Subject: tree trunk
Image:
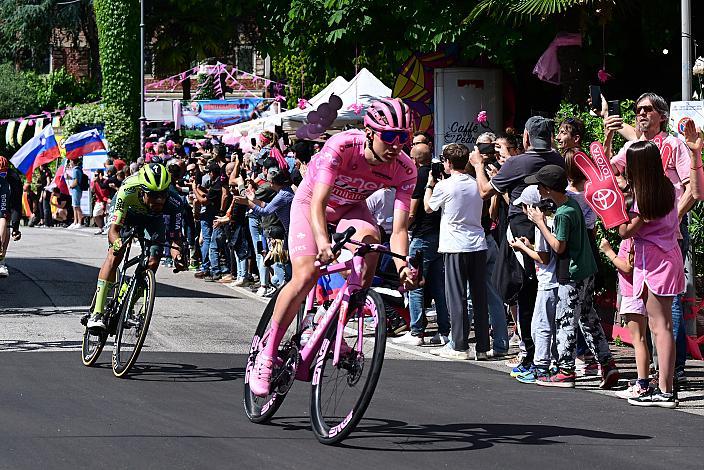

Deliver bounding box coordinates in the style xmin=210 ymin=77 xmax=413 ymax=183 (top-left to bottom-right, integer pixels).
xmin=81 ymin=4 xmax=102 ymax=82
xmin=181 ymin=75 xmax=191 ymax=101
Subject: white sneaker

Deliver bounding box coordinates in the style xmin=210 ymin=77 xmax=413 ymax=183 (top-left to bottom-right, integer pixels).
xmin=433 ymin=343 xmax=470 ymax=361
xmin=508 ymin=333 xmax=521 ymax=347
xmin=391 ymin=331 xmax=425 ymax=346
xmin=86 ymin=314 xmax=107 ymax=330
xmin=614 ymin=382 xmax=648 ymax=400
xmin=428 ymin=333 xmax=450 ymax=346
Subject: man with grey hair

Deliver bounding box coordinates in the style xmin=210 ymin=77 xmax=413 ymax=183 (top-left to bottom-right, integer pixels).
xmin=470 ymin=116 xmax=565 ymax=373
xmin=604 ymin=93 xmax=694 ymax=383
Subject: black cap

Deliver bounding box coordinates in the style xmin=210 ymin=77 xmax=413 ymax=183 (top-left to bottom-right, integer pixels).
xmin=526 ymin=116 xmax=555 ymax=150
xmin=208 ymin=163 xmax=220 ymax=175
xmin=523 ymin=165 xmax=567 ymax=192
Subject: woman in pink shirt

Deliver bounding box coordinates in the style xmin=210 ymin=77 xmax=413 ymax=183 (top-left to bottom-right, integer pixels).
xmin=619 ymin=141 xmax=684 ymax=408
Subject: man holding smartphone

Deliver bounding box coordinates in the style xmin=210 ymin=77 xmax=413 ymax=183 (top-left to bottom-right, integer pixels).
xmin=470 ymin=116 xmax=565 ymax=370
xmin=604 ymin=93 xmax=701 ymax=384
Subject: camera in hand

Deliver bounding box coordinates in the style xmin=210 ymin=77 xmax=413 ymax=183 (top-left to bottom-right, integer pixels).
xmin=430 ymin=162 xmax=447 ymax=181
xmin=535 ymin=199 xmax=557 ymax=214
xmin=477 ymin=144 xmax=501 ymax=171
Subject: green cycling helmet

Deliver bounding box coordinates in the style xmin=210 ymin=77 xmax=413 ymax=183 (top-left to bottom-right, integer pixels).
xmin=139 ymin=163 xmax=171 ymax=192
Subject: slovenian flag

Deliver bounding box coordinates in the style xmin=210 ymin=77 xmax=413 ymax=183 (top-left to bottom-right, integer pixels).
xmin=10 ymin=126 xmax=61 ymax=181
xmin=64 ymin=129 xmax=105 ymax=160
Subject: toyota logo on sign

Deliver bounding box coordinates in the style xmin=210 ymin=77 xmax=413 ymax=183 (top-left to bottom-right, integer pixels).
xmin=592 ymin=189 xmax=618 ymax=211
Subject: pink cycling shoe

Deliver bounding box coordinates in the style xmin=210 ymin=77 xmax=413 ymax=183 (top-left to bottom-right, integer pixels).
xmin=249 ymin=353 xmax=274 ymax=397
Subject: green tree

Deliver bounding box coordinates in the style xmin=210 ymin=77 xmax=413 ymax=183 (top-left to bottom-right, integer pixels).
xmin=257 ymin=0 xmax=554 ymax=105
xmin=93 ymin=0 xmax=140 ymax=158
xmin=145 ymin=0 xmax=258 ymax=99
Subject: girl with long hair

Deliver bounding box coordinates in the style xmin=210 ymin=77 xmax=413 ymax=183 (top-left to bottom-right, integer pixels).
xmin=619 ymin=141 xmax=684 ymax=408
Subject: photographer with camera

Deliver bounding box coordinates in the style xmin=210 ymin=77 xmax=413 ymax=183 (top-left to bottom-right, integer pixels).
xmin=394 ymin=140 xmax=450 ymax=346
xmin=191 ymin=162 xmax=223 ymax=282
xmin=423 ymin=144 xmax=489 ymax=360
xmin=470 ymin=116 xmax=565 ymax=371
xmin=466 ymin=132 xmax=508 ymax=357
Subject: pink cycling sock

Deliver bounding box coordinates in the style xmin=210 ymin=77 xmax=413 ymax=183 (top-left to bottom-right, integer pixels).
xmin=263 ymin=320 xmax=286 ymax=357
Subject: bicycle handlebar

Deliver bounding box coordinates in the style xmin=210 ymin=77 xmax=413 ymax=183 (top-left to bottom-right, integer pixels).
xmin=332 ymin=227 xmax=357 ymax=253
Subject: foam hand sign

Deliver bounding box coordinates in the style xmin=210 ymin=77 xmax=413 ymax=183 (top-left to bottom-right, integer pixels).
xmin=574 ymin=142 xmax=629 ymax=229
xmin=652 ymin=134 xmax=672 ymax=171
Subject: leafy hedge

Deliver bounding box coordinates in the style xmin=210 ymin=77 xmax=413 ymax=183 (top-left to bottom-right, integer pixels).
xmin=93 ymin=0 xmax=140 ymax=159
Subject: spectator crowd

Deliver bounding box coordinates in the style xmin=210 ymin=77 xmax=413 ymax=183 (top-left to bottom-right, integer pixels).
xmin=0 ymin=93 xmax=702 ymax=407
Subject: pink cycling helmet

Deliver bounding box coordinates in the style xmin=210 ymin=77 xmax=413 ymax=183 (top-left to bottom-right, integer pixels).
xmin=364 ymin=98 xmax=411 ymax=132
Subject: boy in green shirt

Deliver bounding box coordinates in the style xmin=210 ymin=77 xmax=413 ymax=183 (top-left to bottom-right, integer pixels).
xmin=524 ymin=165 xmax=619 ymax=388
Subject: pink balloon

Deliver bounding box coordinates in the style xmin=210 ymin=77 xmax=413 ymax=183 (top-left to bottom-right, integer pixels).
xmin=317 ymin=103 xmax=335 ymax=119
xmin=307 ymin=111 xmax=322 ymax=123
xmin=328 ymin=94 xmax=342 ymax=111
xmin=296 ymin=126 xmax=310 ymax=140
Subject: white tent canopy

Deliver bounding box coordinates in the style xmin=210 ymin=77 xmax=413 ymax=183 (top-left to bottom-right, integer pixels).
xmin=225 ymin=76 xmax=349 ymax=134
xmin=227 ymin=68 xmax=391 ymax=135
xmin=282 ymin=68 xmax=391 ymax=131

_What you will do_
Report each line in the items above that contains the string "tree", reproducing every such line in full.

_Written answer_
Subject: tree trunk
Subject: green tree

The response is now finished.